:: What the exercise asks ::
Show every line of the records below that contains the string "black".
=-=-=-=-=
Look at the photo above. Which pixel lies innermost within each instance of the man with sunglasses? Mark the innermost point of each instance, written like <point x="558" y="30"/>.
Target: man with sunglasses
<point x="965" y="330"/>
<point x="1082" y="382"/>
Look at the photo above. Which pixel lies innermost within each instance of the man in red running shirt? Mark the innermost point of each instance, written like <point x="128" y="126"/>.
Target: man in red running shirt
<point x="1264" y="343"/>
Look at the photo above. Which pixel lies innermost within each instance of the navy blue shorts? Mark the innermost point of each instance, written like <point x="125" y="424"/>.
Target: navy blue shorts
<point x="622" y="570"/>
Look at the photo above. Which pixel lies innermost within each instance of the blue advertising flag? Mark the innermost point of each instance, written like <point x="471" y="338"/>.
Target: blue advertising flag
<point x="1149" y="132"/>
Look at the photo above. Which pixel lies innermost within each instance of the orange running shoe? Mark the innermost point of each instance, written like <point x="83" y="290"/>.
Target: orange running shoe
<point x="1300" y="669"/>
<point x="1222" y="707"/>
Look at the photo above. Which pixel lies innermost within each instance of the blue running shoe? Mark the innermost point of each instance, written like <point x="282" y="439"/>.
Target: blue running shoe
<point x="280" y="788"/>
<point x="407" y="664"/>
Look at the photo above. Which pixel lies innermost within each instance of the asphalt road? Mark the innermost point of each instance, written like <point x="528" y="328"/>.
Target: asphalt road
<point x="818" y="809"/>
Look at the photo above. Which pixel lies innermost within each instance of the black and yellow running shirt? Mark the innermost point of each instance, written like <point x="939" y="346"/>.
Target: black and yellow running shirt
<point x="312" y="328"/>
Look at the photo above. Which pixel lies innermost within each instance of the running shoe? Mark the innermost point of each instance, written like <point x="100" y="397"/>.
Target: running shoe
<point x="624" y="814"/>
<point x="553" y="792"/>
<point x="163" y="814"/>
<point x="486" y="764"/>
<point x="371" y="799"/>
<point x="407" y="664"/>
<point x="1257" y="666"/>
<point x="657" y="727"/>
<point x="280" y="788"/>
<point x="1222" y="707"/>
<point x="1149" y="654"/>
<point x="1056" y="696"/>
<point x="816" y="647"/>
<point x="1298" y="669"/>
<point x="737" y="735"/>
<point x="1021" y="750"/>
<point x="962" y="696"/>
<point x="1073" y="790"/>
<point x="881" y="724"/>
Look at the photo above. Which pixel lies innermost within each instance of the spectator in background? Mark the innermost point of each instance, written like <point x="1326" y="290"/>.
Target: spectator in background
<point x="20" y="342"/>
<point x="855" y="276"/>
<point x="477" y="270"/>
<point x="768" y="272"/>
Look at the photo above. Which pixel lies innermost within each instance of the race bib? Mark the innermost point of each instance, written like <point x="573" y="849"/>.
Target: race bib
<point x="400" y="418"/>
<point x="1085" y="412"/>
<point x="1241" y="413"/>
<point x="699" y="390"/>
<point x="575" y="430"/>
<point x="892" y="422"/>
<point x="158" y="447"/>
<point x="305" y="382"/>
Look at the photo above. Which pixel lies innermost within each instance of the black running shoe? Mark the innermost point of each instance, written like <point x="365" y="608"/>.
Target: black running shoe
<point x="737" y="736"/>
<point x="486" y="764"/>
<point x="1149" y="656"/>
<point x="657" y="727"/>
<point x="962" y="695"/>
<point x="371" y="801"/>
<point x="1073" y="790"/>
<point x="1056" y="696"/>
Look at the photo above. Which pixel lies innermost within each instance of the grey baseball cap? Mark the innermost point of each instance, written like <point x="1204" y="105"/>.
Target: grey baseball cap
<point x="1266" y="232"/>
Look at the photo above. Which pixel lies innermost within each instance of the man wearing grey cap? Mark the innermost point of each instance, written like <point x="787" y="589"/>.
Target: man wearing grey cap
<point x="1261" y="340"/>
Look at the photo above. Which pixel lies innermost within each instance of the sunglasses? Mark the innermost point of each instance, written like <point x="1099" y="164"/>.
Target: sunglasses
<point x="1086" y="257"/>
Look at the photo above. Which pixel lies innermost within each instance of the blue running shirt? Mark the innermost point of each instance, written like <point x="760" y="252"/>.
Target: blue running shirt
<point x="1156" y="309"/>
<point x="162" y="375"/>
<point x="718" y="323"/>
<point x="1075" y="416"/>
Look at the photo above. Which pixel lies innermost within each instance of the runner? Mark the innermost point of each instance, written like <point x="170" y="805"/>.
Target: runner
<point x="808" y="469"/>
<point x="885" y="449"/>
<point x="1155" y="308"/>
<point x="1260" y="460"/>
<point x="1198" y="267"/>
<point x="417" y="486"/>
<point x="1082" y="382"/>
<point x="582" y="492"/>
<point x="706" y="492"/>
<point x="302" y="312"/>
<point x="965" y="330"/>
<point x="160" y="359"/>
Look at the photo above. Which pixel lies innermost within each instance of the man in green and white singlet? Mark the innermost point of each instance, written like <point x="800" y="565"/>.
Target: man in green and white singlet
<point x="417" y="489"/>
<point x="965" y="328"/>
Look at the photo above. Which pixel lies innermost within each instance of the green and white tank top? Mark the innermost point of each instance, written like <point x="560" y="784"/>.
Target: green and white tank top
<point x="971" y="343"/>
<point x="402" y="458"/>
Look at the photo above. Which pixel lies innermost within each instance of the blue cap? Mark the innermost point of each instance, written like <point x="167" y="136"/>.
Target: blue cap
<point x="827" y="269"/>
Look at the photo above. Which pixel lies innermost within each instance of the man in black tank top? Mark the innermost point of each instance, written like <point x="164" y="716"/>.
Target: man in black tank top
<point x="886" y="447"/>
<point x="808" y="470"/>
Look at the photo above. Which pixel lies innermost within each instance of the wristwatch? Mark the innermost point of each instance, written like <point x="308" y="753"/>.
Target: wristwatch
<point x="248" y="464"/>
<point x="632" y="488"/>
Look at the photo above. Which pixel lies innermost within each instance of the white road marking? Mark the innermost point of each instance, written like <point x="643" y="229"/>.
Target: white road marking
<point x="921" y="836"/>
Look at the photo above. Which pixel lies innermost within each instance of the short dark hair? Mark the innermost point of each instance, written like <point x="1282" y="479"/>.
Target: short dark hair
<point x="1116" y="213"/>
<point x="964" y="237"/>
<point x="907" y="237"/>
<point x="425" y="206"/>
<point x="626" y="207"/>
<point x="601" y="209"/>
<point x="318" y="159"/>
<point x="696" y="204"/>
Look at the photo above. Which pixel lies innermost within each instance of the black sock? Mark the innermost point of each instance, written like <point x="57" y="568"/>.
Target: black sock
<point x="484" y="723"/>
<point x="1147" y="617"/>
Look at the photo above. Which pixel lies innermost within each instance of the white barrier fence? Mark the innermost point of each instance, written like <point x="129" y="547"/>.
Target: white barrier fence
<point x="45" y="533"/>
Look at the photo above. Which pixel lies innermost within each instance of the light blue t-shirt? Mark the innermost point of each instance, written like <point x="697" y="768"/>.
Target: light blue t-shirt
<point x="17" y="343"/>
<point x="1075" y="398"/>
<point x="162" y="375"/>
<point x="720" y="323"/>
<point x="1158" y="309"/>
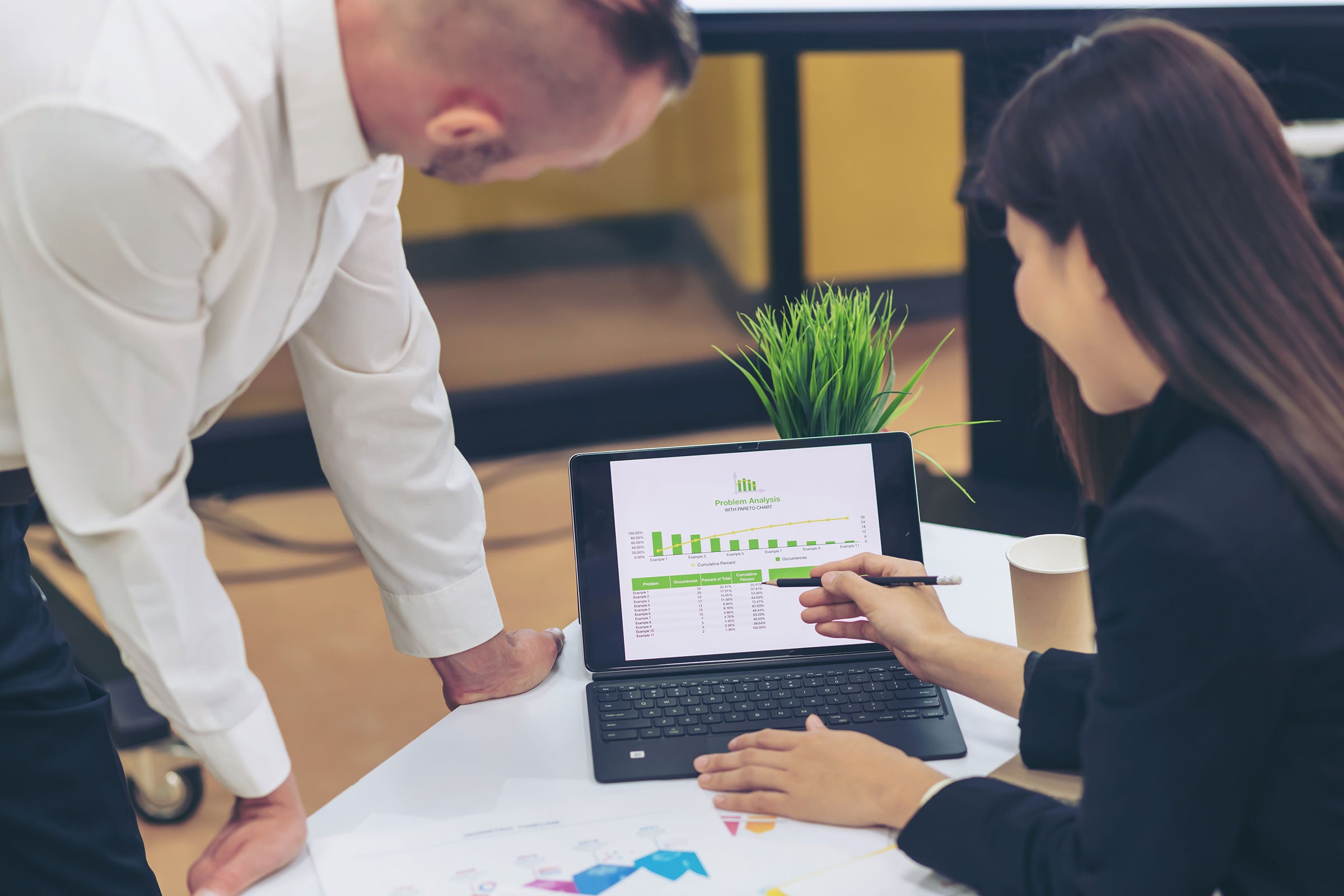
=-=-=-=-=
:: Task answer ::
Look at the photo above. Which pixel lies innermost within each instance of the black and yellow running shirt? Mark the innermost point of each instance, written like <point x="939" y="346"/>.
Target: black and yellow running shirt
Look at the photo above. Which pixel lies innermost within each instance of the black running shoe? Mark the innermost point of each instance, written like <point x="365" y="608"/>.
Target: black running shoe
Look at the photo above. Which pixel lies innermost within each instance of the man in black tank top? Mark the innermost point of each instance, written like <point x="164" y="716"/>.
Target: man in black tank top
Look at the photo above. Which pixel lies innermost within each instance of the black sock? Mark the innermost point of each instance, written like <point x="57" y="568"/>.
Target: black sock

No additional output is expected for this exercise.